◆ EXERCISE: Up to and including the line containing "positive clicks: (1234, 1627) (1248, 1407)", set down each line of the entries below exactly, starting from the first, and leave out the rest.

───── RECORDS SUPPLIED ─────

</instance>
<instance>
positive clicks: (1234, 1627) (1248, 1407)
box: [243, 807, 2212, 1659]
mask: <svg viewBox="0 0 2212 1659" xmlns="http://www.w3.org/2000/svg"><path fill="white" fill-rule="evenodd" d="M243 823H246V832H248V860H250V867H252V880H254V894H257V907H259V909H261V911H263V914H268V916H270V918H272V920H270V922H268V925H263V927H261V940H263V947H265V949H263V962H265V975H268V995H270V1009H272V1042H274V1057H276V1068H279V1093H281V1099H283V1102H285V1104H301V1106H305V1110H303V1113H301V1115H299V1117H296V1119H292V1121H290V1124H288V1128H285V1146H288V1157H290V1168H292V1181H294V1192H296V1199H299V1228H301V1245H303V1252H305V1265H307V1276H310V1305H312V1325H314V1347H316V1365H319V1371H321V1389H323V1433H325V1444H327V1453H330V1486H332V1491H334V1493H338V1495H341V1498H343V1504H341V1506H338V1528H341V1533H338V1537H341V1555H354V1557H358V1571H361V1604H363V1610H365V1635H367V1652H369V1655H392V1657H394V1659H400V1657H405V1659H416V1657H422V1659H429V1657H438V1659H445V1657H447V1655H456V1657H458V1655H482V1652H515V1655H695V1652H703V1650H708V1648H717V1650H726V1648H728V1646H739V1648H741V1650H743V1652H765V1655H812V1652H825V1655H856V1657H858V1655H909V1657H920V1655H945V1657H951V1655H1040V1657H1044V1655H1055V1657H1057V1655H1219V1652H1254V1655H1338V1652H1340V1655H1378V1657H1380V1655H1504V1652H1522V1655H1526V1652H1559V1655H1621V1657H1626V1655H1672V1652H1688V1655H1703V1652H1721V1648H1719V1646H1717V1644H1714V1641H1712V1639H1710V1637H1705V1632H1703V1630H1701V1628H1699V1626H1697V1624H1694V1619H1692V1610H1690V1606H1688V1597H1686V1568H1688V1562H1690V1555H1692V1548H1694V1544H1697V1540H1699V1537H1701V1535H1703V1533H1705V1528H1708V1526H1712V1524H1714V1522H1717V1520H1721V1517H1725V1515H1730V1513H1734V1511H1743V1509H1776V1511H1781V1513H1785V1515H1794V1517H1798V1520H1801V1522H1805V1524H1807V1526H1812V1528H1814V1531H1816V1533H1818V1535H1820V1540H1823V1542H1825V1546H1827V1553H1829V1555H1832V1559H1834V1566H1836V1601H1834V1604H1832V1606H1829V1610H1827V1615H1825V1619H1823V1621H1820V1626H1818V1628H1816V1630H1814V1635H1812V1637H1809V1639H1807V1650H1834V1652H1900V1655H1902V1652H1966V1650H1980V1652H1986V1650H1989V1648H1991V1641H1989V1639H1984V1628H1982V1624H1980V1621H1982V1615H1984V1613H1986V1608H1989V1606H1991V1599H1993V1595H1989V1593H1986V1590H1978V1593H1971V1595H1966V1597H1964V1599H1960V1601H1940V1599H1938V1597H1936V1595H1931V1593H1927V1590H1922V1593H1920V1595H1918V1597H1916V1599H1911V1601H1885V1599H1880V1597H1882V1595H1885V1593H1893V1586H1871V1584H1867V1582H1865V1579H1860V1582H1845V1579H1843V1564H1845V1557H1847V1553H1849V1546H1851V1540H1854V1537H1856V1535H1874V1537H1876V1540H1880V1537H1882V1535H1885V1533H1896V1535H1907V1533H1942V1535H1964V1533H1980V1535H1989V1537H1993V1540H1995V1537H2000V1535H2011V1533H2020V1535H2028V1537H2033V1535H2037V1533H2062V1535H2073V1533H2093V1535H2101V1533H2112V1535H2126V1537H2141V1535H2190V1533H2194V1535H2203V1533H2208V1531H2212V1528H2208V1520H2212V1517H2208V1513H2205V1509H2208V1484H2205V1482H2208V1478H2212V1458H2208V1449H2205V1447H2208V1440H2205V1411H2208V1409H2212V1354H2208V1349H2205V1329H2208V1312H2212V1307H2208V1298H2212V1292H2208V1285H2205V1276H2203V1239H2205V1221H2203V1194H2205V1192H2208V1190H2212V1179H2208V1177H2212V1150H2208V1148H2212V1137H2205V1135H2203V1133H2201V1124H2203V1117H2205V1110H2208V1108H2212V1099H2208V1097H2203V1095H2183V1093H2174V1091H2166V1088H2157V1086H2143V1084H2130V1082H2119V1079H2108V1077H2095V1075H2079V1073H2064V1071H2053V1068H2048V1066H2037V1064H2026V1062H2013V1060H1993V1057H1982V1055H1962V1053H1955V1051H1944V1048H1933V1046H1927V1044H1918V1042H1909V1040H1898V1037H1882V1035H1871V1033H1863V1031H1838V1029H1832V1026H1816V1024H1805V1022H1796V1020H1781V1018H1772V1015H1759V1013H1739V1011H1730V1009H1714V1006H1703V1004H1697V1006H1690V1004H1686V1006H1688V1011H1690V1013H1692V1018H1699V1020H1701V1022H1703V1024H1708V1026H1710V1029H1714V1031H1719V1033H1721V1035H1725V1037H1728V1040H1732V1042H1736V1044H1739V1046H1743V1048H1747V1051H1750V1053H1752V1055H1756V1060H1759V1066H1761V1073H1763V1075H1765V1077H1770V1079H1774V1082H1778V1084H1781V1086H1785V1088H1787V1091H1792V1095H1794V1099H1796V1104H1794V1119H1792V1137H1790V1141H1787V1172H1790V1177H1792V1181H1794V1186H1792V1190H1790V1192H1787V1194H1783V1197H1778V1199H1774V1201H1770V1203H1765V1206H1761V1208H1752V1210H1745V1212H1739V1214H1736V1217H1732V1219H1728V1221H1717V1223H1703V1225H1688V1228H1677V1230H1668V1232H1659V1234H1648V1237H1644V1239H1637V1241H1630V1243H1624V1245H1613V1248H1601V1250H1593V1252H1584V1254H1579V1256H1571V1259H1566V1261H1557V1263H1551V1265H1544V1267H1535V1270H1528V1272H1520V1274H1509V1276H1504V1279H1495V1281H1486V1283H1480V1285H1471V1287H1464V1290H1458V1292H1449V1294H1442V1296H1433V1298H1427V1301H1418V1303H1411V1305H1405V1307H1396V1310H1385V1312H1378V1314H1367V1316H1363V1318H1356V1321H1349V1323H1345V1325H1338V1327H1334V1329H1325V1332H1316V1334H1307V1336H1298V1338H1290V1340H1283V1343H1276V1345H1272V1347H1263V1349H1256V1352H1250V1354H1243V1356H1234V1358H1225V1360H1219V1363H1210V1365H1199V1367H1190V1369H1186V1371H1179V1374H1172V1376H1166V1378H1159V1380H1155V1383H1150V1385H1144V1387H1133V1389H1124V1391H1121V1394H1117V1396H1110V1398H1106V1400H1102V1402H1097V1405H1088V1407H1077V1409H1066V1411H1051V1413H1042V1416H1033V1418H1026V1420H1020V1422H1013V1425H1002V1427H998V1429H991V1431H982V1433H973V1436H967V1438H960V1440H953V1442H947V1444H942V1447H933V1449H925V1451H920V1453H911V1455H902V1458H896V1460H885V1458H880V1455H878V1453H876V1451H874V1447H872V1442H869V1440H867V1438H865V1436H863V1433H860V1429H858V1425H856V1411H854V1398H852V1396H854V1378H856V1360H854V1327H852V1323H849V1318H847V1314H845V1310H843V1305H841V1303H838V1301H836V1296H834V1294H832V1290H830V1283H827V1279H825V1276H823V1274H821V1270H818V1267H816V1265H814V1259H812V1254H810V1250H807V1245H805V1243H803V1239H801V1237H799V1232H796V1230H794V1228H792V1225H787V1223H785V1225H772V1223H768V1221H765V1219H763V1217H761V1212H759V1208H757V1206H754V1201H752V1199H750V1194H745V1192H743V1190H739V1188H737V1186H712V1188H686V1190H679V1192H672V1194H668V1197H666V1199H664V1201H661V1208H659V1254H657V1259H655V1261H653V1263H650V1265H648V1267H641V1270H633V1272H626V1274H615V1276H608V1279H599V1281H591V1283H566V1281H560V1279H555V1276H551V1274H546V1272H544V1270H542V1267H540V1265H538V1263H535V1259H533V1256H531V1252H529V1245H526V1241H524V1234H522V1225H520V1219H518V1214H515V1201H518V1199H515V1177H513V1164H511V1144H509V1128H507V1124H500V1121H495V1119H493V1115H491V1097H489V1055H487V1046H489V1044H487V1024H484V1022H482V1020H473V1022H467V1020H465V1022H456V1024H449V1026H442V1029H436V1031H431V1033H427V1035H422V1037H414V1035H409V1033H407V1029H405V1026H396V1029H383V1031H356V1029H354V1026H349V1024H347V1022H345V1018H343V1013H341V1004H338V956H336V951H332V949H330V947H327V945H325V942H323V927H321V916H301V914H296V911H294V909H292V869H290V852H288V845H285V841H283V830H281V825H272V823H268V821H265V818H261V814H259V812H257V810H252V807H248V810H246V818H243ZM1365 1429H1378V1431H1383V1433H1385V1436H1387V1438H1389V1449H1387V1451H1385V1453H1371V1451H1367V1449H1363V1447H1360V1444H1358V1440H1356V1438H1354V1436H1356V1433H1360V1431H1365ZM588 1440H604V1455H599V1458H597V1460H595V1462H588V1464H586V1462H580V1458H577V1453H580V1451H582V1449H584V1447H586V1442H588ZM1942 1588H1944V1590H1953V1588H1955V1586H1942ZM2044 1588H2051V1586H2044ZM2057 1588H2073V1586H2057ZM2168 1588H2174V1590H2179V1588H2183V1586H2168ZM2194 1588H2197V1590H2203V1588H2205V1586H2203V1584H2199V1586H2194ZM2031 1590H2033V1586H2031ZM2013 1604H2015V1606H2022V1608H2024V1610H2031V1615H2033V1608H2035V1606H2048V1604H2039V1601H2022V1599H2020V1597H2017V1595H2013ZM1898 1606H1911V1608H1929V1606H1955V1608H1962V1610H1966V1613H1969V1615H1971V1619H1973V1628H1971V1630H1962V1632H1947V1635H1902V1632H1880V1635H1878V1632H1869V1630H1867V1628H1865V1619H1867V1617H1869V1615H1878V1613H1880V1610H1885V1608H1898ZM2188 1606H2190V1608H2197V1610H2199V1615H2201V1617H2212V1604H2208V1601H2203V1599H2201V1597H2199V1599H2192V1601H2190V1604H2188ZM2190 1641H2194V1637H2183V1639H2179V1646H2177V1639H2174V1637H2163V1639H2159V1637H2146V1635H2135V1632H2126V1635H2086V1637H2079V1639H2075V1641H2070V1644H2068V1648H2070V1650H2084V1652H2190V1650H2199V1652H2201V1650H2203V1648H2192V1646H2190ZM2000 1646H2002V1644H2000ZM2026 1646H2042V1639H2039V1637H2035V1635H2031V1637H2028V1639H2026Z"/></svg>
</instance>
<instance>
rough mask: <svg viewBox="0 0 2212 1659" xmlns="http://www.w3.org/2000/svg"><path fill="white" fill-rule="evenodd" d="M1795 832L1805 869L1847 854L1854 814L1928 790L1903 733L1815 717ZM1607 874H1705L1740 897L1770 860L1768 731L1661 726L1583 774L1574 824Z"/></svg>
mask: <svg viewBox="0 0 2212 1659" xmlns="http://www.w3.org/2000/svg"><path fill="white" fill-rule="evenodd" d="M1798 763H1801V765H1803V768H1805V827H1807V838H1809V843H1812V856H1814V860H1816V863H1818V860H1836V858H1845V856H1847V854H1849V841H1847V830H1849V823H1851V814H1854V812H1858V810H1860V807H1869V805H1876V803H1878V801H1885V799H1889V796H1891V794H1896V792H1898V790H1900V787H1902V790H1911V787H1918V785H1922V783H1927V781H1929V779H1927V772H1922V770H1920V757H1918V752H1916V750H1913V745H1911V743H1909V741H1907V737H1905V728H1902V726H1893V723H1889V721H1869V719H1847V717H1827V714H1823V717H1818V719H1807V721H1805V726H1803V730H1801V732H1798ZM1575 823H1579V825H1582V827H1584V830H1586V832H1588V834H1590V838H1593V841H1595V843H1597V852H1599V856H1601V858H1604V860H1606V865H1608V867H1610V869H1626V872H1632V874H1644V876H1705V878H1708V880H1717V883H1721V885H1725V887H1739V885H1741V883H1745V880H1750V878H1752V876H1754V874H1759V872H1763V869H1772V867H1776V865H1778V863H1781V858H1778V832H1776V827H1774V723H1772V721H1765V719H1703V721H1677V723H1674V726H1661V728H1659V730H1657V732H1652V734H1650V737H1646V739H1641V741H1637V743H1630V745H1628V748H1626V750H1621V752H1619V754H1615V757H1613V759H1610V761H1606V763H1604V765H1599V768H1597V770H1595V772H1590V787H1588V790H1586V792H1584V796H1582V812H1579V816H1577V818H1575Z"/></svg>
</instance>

─────

◆ EXPECTED OUTPUT:
</instance>
<instance>
positive clicks: (1234, 1627) (1248, 1407)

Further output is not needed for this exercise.